> PROBLEM TO WORK ON:
From the okra flower text, reproduce word for word the stretch from "In that picture, the" through "the flower's bottom.".

> EXTRACTED TEXT:
Content starts
One of the prime field marks for flowers of the Hibiscus Family is that its stamens join one another at the bases of their filaments, often forming a cylindrical "staminal column" surrounding the pistil's stigma-tipped style. Below, you can see this configuration in the okra's flower

Okra, ABELMOSCHUS ESCULENTUS, staminal column

In that picture, the whitish, ±horizontal item is the staminal column. On the column's surface the grainy, yellowish things are the stamens' pollen-producing anthers. The dark item at the far right is the stigma, dusted with yellow grains of pollen. The pollen grains will germinate and send down microscopically thin tubes conducting the male sex germ all the way down the style within the staminal column, to ovules inside the ovary at the flower's bottom.
Content ends
[Point-per-instance localization data]
Content starts
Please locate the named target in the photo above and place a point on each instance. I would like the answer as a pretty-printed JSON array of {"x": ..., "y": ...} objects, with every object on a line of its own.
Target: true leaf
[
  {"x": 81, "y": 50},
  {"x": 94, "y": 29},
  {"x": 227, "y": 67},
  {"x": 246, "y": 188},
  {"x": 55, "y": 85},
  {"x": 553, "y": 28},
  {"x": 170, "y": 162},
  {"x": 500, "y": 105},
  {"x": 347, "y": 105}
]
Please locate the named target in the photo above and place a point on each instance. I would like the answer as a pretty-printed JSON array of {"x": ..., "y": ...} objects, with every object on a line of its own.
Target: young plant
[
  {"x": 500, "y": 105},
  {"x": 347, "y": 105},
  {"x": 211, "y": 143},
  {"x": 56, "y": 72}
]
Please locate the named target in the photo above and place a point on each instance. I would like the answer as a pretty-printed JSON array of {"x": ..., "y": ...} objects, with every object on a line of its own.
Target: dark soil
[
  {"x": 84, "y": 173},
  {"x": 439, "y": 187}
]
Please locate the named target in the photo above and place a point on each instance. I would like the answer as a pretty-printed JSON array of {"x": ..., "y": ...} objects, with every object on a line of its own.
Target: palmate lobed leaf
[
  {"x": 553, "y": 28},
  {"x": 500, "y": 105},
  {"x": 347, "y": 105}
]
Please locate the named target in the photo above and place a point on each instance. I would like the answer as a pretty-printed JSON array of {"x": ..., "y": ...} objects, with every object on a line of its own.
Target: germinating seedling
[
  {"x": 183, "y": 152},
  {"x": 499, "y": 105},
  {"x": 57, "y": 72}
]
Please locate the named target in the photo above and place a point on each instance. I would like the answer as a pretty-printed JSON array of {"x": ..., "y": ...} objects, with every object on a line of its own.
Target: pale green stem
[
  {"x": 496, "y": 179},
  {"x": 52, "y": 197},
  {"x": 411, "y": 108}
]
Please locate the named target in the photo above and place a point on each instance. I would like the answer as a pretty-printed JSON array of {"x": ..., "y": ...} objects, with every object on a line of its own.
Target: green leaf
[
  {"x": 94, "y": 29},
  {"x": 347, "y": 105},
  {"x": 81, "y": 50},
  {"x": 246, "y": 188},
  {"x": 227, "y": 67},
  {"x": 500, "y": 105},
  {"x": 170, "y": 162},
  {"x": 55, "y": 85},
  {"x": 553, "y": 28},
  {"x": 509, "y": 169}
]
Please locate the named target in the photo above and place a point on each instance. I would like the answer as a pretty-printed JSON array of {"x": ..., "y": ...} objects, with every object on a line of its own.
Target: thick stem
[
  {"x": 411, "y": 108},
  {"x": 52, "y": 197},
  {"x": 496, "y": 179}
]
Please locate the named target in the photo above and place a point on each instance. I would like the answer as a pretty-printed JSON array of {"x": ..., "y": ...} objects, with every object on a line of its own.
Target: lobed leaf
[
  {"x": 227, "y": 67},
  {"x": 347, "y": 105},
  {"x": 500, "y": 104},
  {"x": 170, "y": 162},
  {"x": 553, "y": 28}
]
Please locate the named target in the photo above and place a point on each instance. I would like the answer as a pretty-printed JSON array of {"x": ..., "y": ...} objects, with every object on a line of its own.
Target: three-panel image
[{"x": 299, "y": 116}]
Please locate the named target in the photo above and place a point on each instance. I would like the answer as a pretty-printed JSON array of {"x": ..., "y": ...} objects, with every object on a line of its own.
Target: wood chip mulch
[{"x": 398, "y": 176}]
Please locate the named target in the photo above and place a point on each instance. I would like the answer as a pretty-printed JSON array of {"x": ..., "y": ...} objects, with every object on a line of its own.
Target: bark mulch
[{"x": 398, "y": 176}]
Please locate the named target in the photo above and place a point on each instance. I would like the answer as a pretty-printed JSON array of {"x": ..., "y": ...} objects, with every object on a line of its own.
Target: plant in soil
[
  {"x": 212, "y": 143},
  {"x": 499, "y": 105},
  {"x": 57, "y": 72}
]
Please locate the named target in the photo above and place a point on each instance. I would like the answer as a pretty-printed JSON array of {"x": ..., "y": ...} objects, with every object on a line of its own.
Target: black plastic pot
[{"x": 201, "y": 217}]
Content ends
Content starts
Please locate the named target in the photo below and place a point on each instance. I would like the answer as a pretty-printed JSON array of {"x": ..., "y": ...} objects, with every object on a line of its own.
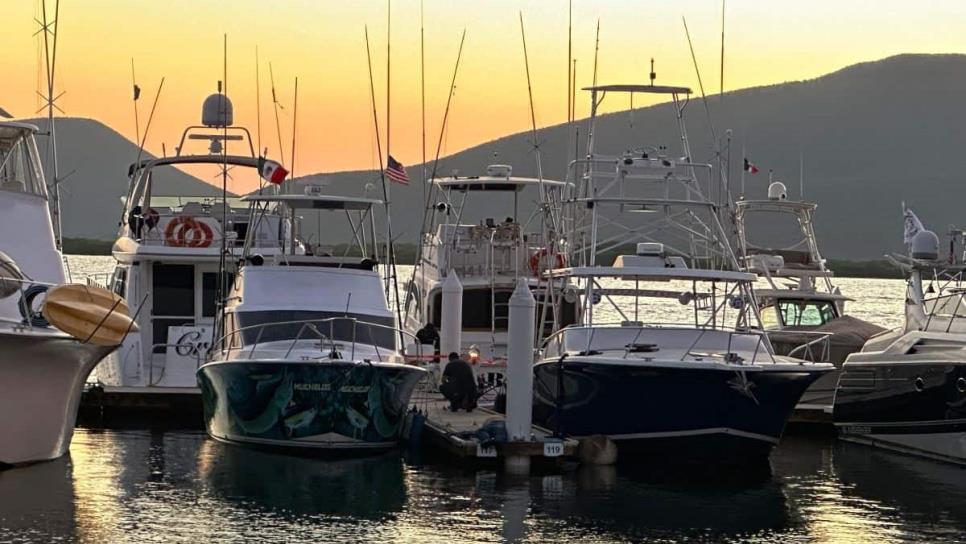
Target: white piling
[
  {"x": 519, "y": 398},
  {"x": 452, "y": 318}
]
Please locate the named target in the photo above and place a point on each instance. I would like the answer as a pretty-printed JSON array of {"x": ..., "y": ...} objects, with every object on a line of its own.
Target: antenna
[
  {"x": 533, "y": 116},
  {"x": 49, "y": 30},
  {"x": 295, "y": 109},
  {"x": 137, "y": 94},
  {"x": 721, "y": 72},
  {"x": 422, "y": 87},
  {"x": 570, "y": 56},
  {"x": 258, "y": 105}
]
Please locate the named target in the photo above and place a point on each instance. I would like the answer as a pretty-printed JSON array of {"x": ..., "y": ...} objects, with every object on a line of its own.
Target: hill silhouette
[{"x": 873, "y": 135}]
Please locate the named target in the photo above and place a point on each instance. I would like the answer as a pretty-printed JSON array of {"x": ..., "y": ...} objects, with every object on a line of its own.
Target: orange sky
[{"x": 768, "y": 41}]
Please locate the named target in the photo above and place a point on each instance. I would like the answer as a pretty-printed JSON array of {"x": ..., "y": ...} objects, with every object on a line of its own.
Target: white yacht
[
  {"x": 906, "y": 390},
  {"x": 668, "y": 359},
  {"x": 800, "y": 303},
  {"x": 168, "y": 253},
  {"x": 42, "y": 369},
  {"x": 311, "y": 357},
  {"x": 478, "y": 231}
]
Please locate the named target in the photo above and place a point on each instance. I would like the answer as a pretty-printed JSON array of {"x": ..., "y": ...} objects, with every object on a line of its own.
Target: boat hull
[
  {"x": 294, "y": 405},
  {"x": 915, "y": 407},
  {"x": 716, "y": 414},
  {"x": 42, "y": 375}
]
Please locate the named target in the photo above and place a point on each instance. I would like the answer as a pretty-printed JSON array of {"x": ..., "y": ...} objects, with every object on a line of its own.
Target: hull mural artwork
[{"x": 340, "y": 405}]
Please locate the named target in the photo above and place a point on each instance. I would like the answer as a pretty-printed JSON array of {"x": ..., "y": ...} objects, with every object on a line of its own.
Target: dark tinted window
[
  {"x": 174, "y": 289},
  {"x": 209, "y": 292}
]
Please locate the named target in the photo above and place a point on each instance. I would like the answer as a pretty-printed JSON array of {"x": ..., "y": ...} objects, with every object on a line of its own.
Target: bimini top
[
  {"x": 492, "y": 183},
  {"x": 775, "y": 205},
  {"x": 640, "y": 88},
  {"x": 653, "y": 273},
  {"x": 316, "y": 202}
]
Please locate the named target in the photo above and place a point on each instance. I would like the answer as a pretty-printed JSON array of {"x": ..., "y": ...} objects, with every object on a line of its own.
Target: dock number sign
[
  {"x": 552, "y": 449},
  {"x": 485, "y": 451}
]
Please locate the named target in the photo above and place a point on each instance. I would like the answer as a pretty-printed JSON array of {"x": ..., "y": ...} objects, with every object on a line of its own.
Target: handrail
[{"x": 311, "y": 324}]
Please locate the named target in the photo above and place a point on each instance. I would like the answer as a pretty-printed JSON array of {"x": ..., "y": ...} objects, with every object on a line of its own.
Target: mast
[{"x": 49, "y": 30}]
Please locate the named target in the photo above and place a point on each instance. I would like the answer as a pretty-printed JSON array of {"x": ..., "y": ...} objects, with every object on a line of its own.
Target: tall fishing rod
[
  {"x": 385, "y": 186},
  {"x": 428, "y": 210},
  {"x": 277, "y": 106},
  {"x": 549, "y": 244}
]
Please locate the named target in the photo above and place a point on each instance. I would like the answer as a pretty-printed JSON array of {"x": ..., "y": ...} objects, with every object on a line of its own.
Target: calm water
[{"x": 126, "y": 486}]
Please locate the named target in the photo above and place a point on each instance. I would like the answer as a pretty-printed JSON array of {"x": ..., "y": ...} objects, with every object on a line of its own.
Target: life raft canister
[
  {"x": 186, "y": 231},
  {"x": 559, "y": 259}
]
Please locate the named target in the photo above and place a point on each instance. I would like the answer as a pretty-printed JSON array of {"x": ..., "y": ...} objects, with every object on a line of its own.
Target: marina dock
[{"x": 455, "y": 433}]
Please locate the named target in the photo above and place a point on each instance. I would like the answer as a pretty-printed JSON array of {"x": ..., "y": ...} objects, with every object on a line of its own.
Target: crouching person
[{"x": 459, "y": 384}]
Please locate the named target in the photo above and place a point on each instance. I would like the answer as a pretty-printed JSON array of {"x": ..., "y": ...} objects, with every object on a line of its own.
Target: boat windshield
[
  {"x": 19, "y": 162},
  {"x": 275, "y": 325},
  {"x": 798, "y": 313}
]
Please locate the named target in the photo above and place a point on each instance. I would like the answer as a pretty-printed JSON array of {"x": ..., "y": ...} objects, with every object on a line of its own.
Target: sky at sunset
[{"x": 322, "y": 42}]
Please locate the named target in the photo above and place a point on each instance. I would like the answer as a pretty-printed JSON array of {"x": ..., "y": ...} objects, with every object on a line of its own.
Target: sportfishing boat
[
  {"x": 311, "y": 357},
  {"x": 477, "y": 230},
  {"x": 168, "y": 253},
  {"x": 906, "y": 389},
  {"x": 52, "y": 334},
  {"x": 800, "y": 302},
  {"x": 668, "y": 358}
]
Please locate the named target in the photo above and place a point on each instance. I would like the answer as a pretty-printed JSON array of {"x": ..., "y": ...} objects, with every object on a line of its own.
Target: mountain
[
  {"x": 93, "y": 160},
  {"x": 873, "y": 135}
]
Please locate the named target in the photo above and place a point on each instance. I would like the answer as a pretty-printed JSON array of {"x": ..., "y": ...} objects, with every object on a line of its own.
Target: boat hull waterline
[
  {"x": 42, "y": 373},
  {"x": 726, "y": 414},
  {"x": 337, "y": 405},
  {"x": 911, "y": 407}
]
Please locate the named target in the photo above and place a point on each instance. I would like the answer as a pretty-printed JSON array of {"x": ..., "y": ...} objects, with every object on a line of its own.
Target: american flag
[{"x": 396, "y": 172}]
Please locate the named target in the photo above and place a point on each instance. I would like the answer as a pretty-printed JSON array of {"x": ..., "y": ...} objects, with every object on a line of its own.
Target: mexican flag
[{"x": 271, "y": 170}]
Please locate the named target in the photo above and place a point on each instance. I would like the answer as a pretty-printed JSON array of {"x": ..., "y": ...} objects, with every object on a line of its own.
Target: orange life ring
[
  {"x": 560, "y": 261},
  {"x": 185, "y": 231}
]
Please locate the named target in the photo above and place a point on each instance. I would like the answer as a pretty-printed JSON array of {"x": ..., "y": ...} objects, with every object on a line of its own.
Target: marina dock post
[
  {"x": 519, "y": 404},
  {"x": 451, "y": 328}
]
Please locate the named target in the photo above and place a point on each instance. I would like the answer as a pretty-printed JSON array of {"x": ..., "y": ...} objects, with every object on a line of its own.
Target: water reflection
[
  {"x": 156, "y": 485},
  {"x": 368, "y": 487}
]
Content ends
> WRITTEN RESPONSE:
In that picture, the whitish, ±horizontal item is the staminal column. On the column's surface the grainy, yellowish things are the stamens' pollen-producing anthers. The dark item at the far right is the stigma, dusted with yellow grains of pollen. The pollen grains will germinate and send down microscopically thin tubes conducting the male sex germ all the way down the style within the staminal column, to ovules inside the ovary at the flower's bottom.